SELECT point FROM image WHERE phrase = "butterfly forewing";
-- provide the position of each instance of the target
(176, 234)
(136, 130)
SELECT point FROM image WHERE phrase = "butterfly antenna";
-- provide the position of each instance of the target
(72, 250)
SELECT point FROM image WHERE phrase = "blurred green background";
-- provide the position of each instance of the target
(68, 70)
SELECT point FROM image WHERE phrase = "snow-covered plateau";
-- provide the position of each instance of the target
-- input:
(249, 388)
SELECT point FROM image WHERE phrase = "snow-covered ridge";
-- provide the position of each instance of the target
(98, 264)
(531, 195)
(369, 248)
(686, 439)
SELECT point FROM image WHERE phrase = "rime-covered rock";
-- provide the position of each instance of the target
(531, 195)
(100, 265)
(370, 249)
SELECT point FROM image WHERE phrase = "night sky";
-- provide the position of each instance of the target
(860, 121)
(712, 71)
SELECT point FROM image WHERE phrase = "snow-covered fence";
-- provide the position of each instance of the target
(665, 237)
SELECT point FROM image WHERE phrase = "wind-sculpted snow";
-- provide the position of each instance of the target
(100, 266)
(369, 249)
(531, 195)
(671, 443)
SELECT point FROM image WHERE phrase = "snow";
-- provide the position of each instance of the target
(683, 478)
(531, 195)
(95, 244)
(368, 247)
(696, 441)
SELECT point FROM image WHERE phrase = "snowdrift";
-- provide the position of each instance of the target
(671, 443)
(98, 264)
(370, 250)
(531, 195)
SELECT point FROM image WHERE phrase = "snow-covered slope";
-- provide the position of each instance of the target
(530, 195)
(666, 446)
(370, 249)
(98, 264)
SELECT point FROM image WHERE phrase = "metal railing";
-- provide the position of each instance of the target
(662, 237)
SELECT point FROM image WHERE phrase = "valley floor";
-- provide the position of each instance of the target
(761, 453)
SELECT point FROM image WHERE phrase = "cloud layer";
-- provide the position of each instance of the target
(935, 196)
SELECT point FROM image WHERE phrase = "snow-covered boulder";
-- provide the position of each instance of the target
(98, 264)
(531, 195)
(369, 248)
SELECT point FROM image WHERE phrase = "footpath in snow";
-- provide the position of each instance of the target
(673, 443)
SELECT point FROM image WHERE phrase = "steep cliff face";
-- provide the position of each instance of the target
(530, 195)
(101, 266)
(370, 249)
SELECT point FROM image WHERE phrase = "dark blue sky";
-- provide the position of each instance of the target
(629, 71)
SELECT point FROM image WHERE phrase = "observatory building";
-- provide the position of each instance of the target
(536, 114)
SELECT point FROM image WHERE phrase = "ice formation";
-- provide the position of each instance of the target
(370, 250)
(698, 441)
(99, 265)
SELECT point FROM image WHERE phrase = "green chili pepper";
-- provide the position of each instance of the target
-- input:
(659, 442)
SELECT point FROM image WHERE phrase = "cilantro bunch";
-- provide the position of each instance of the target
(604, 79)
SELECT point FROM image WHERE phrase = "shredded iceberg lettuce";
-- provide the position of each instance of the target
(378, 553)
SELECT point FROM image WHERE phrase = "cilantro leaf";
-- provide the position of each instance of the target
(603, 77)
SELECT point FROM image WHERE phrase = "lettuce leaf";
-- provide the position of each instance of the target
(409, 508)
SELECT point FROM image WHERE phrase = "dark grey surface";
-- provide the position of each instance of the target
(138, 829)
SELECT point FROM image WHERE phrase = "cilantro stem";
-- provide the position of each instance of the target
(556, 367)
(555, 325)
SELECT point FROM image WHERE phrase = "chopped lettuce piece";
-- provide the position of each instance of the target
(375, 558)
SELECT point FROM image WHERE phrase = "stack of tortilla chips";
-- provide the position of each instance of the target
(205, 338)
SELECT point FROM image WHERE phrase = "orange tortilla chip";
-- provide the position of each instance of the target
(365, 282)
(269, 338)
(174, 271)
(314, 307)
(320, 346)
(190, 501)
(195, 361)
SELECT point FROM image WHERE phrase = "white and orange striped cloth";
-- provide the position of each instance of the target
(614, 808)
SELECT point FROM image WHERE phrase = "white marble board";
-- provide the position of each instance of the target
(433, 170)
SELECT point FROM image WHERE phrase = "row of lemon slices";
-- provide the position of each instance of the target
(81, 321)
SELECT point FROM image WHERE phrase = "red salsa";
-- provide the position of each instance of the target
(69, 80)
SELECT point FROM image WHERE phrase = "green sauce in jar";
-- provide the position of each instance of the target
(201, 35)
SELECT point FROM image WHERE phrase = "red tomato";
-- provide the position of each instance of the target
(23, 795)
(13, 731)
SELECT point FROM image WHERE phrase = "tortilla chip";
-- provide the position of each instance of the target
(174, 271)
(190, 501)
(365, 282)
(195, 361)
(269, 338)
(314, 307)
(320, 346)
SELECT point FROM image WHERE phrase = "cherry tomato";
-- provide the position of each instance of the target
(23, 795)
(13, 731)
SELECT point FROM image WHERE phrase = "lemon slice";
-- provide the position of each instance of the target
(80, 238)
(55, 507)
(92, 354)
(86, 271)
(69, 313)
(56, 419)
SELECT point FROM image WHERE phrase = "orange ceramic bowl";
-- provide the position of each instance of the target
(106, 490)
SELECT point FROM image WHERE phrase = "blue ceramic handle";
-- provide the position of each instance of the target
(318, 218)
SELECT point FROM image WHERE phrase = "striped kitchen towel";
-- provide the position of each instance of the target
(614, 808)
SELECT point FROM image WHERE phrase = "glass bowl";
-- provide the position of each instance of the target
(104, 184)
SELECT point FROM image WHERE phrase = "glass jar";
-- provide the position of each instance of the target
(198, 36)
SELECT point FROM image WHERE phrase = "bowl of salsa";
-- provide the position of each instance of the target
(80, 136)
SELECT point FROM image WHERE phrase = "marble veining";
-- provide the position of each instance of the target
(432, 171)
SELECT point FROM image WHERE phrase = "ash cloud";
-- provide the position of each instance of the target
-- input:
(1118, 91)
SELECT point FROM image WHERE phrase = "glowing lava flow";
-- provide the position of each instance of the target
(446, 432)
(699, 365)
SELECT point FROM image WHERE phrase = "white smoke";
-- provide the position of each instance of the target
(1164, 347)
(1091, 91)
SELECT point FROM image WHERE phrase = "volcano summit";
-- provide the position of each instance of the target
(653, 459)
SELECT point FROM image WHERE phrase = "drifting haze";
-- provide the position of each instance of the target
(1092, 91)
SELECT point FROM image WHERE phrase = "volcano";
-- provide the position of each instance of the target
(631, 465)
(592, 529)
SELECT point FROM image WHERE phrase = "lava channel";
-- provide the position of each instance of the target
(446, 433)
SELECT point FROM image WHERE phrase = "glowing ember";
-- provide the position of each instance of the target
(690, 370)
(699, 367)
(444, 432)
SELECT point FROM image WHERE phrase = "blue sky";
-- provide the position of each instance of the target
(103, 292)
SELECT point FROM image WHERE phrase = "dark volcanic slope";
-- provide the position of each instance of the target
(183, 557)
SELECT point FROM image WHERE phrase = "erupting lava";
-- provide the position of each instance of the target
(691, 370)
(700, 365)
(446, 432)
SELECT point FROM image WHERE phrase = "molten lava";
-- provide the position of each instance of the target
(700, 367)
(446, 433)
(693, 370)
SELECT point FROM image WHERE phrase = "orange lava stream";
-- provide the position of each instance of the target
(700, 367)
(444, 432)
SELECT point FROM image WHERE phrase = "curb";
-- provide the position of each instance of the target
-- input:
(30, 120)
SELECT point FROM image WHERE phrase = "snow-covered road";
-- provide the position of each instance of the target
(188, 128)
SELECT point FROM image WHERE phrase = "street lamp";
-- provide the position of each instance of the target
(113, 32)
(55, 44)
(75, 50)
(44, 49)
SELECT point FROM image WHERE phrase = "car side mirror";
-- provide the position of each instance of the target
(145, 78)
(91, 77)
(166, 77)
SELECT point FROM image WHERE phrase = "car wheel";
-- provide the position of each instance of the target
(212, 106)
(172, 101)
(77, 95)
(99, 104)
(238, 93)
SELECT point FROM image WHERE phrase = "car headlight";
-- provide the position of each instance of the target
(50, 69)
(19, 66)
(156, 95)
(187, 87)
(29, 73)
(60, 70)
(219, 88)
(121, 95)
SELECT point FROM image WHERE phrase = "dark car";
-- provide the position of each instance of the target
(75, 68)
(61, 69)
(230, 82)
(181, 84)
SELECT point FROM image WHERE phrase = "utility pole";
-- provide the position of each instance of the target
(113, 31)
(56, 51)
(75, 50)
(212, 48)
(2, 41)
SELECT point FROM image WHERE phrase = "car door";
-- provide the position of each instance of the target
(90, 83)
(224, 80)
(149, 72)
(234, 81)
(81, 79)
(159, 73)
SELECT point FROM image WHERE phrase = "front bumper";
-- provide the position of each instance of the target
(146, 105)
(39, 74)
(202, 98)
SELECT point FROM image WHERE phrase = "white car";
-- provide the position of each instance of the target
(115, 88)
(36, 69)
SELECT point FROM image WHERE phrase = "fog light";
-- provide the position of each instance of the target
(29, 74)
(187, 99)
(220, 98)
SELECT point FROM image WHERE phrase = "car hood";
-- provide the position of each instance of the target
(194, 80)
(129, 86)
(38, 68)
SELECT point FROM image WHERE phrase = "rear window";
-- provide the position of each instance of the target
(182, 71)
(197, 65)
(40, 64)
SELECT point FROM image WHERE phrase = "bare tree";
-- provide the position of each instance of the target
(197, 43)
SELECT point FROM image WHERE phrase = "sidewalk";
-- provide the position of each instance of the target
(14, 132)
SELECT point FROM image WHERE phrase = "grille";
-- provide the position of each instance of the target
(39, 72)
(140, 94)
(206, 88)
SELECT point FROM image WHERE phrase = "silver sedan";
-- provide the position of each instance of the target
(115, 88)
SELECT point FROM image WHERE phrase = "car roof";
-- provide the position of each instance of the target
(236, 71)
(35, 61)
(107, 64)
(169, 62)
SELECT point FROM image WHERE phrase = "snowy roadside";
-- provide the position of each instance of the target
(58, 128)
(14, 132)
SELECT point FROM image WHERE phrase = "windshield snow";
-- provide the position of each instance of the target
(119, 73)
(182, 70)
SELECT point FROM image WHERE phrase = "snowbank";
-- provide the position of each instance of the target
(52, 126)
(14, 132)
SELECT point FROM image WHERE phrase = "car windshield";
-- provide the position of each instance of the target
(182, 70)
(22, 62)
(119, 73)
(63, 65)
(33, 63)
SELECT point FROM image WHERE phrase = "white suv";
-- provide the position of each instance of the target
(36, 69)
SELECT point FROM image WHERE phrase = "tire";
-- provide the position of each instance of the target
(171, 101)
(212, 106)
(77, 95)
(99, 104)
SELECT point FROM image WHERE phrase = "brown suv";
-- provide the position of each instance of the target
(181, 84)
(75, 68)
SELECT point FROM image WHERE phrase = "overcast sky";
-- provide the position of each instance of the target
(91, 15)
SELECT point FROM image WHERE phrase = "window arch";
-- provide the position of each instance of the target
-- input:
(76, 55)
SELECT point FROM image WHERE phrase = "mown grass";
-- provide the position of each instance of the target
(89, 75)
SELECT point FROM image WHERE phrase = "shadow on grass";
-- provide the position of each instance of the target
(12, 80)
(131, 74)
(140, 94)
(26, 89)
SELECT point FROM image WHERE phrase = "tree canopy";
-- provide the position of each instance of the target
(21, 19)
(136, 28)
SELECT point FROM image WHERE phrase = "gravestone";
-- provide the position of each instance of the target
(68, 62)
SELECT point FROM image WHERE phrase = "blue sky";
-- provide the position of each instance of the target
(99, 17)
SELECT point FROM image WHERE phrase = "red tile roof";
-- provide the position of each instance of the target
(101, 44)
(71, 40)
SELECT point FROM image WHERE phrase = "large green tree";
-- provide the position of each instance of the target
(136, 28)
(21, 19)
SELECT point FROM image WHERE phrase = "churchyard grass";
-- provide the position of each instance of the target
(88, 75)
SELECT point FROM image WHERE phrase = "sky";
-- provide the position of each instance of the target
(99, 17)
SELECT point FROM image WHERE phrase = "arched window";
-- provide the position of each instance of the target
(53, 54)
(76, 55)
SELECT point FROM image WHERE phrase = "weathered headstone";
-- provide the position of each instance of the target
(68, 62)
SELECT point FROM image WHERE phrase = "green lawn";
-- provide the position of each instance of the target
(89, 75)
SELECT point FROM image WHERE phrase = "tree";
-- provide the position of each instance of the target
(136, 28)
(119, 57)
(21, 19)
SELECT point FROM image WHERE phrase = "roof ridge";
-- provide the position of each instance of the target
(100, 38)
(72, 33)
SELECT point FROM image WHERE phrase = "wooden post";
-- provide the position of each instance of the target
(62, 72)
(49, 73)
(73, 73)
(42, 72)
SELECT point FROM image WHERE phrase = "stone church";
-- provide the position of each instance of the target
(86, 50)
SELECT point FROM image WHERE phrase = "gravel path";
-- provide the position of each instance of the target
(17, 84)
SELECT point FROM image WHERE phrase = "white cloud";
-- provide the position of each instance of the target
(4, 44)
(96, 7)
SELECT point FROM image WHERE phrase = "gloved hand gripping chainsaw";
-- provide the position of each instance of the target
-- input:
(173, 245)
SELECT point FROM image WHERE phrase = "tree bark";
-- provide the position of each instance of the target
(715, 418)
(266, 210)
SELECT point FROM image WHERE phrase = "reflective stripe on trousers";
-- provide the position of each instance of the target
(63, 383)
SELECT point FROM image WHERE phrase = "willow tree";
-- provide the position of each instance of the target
◇ ◇ ◇ ◇ ◇
→ **Exercise instructions**: Whenever a line in the data above contains the word "blue", include it in the tally, and report only the final number.

→ **Reply to the exercise**: 4